[START]

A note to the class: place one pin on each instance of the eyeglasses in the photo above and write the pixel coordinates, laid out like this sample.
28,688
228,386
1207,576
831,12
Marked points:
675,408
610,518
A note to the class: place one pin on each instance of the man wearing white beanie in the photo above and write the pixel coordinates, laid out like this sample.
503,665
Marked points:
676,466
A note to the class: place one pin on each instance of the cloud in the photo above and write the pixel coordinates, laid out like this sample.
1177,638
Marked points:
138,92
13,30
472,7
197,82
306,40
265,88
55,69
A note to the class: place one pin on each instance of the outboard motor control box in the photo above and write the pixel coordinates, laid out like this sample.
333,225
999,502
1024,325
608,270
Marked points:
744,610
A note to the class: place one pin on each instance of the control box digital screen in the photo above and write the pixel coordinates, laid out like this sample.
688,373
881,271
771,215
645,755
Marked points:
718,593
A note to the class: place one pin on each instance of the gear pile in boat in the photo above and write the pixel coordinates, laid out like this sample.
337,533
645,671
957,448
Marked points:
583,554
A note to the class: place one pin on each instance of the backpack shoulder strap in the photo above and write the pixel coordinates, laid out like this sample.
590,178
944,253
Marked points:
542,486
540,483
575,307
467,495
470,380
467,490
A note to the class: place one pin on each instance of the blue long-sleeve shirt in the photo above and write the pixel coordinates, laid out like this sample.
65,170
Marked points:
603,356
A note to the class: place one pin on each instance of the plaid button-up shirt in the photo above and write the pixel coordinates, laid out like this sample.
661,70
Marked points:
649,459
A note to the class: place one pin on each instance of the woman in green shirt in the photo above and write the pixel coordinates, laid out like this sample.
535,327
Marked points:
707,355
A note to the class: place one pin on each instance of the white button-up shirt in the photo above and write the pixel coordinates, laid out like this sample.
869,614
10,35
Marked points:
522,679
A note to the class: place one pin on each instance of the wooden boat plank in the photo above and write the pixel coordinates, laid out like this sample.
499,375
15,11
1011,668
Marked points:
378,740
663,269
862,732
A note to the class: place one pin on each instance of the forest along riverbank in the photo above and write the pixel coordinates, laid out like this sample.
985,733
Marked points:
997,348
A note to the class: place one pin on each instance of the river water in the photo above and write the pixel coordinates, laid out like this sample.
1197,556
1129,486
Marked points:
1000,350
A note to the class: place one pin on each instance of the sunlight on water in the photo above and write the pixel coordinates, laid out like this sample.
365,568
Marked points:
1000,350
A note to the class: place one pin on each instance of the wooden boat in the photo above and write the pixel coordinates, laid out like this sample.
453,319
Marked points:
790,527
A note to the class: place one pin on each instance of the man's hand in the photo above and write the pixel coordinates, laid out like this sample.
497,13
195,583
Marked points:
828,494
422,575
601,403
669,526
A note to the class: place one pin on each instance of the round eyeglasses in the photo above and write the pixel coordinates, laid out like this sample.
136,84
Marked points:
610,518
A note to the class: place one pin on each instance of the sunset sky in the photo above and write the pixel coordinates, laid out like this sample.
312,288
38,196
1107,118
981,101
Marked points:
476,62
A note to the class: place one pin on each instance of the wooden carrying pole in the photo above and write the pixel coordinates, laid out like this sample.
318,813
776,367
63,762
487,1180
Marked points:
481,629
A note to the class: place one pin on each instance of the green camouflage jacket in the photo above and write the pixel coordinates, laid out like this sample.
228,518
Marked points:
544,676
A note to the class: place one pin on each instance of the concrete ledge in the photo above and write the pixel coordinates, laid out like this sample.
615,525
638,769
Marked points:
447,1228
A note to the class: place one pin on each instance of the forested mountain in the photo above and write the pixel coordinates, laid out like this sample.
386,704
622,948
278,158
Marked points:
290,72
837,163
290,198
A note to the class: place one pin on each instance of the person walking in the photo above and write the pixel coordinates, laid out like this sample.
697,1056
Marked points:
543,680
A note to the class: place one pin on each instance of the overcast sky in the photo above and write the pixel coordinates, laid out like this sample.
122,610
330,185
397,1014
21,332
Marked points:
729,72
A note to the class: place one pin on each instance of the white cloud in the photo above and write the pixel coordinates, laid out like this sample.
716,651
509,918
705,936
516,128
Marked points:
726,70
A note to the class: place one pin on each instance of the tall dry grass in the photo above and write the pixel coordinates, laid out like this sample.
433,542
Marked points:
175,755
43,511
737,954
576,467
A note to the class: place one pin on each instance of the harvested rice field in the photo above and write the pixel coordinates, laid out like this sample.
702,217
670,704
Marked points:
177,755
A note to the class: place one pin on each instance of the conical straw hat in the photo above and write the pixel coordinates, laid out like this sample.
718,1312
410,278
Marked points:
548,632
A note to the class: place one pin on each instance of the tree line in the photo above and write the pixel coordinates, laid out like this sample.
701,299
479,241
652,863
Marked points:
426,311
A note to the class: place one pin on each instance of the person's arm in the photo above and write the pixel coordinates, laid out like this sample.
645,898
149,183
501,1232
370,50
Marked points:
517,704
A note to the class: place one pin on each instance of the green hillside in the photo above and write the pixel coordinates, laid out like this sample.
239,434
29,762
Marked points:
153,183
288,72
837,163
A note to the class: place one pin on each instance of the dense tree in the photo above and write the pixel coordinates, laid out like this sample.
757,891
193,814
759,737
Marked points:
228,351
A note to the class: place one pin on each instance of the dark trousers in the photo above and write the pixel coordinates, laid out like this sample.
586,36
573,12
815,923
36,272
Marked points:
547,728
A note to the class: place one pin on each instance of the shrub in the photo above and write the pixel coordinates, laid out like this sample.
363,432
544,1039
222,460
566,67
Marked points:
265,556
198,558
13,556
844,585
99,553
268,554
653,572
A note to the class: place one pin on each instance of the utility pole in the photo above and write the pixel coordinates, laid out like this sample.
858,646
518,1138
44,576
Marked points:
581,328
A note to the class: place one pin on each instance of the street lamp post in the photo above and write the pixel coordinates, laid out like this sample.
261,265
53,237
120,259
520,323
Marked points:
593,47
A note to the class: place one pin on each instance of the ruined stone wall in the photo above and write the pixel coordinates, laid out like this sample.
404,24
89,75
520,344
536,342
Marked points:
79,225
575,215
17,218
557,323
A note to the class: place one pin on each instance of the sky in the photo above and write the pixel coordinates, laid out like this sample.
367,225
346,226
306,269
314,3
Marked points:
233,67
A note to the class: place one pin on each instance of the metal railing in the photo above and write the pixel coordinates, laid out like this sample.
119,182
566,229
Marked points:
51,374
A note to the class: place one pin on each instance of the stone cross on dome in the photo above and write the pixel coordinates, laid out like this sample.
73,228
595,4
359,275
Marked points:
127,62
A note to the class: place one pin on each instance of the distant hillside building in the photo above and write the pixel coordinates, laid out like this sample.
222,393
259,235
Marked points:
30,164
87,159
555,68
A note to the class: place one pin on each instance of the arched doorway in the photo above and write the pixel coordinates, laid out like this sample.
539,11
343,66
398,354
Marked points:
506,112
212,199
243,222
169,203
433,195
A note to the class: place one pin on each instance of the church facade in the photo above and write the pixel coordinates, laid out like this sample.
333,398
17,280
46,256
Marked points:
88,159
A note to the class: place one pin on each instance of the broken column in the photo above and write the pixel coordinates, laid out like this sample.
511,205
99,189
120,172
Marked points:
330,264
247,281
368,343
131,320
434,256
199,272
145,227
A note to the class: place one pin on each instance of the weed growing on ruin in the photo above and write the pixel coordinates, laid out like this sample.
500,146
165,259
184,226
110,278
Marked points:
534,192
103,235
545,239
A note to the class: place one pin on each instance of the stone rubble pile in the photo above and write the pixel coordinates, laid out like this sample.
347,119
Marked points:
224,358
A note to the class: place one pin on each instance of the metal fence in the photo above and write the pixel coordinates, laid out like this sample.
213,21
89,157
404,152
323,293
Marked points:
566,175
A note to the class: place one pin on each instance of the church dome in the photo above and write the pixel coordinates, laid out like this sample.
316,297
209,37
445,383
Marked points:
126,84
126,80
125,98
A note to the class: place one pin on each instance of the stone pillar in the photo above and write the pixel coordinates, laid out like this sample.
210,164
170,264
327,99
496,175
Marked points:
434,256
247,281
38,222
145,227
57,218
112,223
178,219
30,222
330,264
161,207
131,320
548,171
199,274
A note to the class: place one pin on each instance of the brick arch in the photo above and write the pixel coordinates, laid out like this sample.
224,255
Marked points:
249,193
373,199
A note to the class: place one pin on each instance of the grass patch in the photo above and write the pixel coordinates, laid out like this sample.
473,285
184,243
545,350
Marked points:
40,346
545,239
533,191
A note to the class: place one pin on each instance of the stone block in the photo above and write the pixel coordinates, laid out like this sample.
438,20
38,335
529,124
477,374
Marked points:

[END]

# [What is required]
Set down, exactly and in full, the lines from the one containing "the church dome" through the end of the entries; no other line belongs.

# [Exercise output]
A note to the class: place one pin on each instance of the church dome in the photo above and write the pixel coordinates, laid out like this sample.
316,297
209,37
445,383
Marked points:
126,84
126,80
125,98
A note to the class: place one pin on each instance of the stone pillar in the photo above and write the pixel coordinates, laid out like this sample.
210,164
170,264
327,99
496,175
Marked points:
434,256
247,281
38,222
145,227
57,218
112,223
178,219
30,222
330,264
161,207
131,320
548,171
199,274
A note to the class: place one pin on each instance of the brick arch in the photo above and write the pixel coordinates, laid out like this sample.
224,255
Marked points:
249,193
373,199
A note to the class: place one pin on each instance of the grass patch in the photo above and write the pixel coordinates, laid out like this sample.
473,285
184,243
545,350
Marked points:
40,346
545,239
533,191
A note to the class: place one pin on each instance of the stone block in the photo above and write the pixel coordinates, laid out like this sample.
438,20
38,335
529,124
477,374
Marked points:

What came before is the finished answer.